### STATED TASK:
Copy every line of the records below character for character, without changing anything.

### DATA LINES:
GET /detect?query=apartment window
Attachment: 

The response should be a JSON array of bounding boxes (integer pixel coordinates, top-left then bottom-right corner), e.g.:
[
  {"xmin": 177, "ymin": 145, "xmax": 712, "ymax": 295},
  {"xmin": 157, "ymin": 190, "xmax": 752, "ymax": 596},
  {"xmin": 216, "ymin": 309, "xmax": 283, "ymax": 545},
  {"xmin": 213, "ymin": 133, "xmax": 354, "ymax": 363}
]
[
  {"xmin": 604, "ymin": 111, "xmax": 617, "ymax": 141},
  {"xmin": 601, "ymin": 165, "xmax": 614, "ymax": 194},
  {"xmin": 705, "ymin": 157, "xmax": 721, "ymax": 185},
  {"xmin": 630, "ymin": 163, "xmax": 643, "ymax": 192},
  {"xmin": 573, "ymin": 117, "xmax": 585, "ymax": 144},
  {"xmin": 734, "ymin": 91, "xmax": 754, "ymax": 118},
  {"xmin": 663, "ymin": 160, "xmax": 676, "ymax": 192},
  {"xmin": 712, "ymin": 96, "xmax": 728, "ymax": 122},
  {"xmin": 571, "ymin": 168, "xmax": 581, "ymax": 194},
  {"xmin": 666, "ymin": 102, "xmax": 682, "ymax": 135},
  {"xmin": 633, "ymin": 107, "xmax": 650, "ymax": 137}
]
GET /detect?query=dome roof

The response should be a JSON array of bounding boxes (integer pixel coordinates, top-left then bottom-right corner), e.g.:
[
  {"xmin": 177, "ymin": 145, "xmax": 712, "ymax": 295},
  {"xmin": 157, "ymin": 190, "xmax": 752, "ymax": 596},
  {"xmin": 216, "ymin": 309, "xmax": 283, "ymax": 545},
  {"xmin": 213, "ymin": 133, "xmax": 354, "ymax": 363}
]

### EXERCISE OUTPUT:
GET /detect?query=apartment window
Attachment: 

The response should be a JSON array of bounding boxes (integer pixel coordinates, top-left then bottom-right corner), e.g.:
[
  {"xmin": 177, "ymin": 145, "xmax": 712, "ymax": 295},
  {"xmin": 157, "ymin": 190, "xmax": 752, "ymax": 596},
  {"xmin": 216, "ymin": 309, "xmax": 283, "ymax": 545},
  {"xmin": 213, "ymin": 133, "xmax": 354, "ymax": 363}
]
[
  {"xmin": 604, "ymin": 111, "xmax": 617, "ymax": 141},
  {"xmin": 601, "ymin": 165, "xmax": 614, "ymax": 194},
  {"xmin": 705, "ymin": 157, "xmax": 721, "ymax": 185},
  {"xmin": 630, "ymin": 163, "xmax": 643, "ymax": 192},
  {"xmin": 573, "ymin": 117, "xmax": 585, "ymax": 144},
  {"xmin": 734, "ymin": 91, "xmax": 754, "ymax": 118},
  {"xmin": 663, "ymin": 160, "xmax": 676, "ymax": 192},
  {"xmin": 712, "ymin": 96, "xmax": 728, "ymax": 122},
  {"xmin": 571, "ymin": 168, "xmax": 581, "ymax": 194},
  {"xmin": 666, "ymin": 102, "xmax": 682, "ymax": 135},
  {"xmin": 633, "ymin": 107, "xmax": 650, "ymax": 137}
]
GET /detect?query=dome roof

The response should be a JSON array of bounding boxes (integer pixel coordinates, top-left then bottom-right corner), e.g.:
[
  {"xmin": 177, "ymin": 145, "xmax": 712, "ymax": 295},
  {"xmin": 157, "ymin": 190, "xmax": 752, "ymax": 596},
  {"xmin": 216, "ymin": 309, "xmax": 283, "ymax": 545},
  {"xmin": 213, "ymin": 133, "xmax": 354, "ymax": 363}
]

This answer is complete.